**TASK INSTRUCTIONS:** Output the records exactly. Include every line.

**SUPPLIED MATERIAL:**
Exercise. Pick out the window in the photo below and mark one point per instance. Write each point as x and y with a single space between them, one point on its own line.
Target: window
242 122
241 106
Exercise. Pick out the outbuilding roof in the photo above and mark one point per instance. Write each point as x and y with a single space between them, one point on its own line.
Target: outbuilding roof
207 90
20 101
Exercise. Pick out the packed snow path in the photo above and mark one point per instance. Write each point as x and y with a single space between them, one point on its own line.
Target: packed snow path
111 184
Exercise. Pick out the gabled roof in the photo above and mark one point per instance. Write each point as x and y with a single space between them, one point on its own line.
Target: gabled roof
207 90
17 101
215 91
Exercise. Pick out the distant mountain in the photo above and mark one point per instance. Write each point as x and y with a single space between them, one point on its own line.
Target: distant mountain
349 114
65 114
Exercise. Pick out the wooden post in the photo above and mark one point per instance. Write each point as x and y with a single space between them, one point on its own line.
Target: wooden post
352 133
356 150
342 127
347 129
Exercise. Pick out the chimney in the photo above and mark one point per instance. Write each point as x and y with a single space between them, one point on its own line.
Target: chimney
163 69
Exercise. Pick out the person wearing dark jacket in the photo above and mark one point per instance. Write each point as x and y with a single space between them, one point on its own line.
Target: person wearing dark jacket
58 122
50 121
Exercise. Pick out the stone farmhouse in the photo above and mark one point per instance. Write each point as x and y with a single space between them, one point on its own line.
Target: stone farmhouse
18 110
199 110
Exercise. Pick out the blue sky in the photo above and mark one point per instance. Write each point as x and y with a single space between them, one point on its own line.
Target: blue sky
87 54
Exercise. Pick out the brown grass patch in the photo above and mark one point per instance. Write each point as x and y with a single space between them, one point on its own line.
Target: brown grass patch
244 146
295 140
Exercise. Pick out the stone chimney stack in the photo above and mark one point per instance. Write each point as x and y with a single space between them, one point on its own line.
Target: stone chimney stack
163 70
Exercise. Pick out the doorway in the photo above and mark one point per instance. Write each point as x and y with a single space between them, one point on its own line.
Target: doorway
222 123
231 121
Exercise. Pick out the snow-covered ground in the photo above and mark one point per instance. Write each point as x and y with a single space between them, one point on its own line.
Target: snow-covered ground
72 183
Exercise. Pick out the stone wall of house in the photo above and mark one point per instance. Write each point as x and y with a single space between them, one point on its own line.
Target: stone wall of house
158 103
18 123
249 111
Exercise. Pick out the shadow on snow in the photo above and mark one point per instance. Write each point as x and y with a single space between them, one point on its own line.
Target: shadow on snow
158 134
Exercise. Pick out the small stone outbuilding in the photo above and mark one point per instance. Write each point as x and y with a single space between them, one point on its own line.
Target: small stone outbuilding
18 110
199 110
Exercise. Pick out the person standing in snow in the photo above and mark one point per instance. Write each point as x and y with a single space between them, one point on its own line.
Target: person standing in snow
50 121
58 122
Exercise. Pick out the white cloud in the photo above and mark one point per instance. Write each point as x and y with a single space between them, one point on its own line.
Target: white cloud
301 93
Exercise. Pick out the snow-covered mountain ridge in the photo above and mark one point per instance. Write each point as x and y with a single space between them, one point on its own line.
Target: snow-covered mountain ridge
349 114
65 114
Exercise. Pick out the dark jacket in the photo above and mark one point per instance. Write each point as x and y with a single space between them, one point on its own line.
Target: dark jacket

**TASK ANSWER:**
Exercise. Pick out the window in the photo below and mark one point per instance. Write each point as x and y with a single space between them, one point on its own line.
Target: window
242 122
241 106
Exercise. Pick out the outbuilding roof in the photo above and mark one point per instance. Write each point as x and y with a single space between them, one point on its own line.
Target: outbuilding roof
207 90
20 101
Exercise. Pick out the packed snow path in the photo above and mark one point per instance. Write each point as x and y with a single space between them, one point on its own line.
Target: packed snow path
111 184
Exercise. Pick out the gabled roof in the photo above and mark one point per instance. Write each point as x and y with a single space between them, one point on its own line.
Target: gabled roof
207 90
17 101
215 91
Exercise. Pick out the distant mountain in the photo above and mark one point per instance. Write each point as x and y with a single space between them, one point on its own line.
Target: distant mountain
349 114
65 114
Exercise. Pick out the wooden post in the photo above and mark one point per instance. Write each point as x and y with a single space between them, one point on its own line.
Target: wooden post
352 133
356 150
342 127
347 129
Exercise. Pick out the chimney in the photo above and mark one point per instance. Write each point as x and y with a single space between them, one point on its own line.
Target: chimney
163 69
Exercise. Pick out the person wearing dark jacket in the photo above and mark one point per instance. Write each point as x and y with a single space between them, one point on its own line.
Target: person wearing dark jacket
58 122
50 121
Exercise. Pick out the stone farmhouse in the photo above and mark one point per instance. Write each point as x and y with a single space between them, one point on its own line.
Target: stone farmhouse
18 110
199 110
Exercise. Pick out the blue sky in the photo above and mark one point per instance. Write each point as x and y with a single space between them, one point on its own line.
Target: blue sky
87 54
Exercise. Pick out the brown grass patch in the photo above and mark one point per instance. Write each point as x and y with a single space between them, one point on its own line.
Target: brown grass patch
244 146
295 140
Exercise. Pick out the stone chimney stack in the photo above and mark one point per instance. Write each point as x and y with a single space between them, one point on its own line.
Target: stone chimney stack
163 70
Exercise. Pick out the doorway in the photo above and mark one point per instance. Write each point as x and y with a single space between them, one point on its own line.
Target: doorway
222 123
231 121
Exercise. Pick out the snow-covered ground in the photo above and mark one point per instance. Write each point as x and y with a single space between them, one point on its own line.
Target: snow-covered ground
72 183
Exercise. Pick out the stone wall of house in the photo above and mark one point per instance. Write each point as x and y with a single space between them, one point on its own line.
Target: stone wall of house
158 103
18 123
249 111
Exercise. Pick out the shadow on snow in the photo above and mark one point per instance. Write each point as x and y with a single space between them, one point on its own line.
Target: shadow on snow
158 134
Exercise. Pick out the small stone outbuilding in the photo above and mark one point per instance. Write each point as x and y with a single space between them, one point on its own line.
Target: small stone outbuilding
18 110
199 110
Exercise. Pick out the person standing in snow in the photo above and mark one point per instance. Write each point as x and y with a single space between them, one point on its own line.
Target: person standing in snow
50 121
58 122
Exercise. Pick out the white cloud in the photo above and mark one point per instance. Write each point as x and y with a single space between them, one point on its own line.
Target: white cloud
301 93
Exercise. Pick out the snow-covered mountain ridge in the photo above and mark one point per instance. Write each point as x and y with a single space between them, one point on its own line.
Target: snow-covered mountain ridge
349 114
65 114
Exercise. Pick out the dark jacket in the photo above and mark one point per instance. Write each point as x and y with a single space between them, one point on its own line.
Target: dark jacket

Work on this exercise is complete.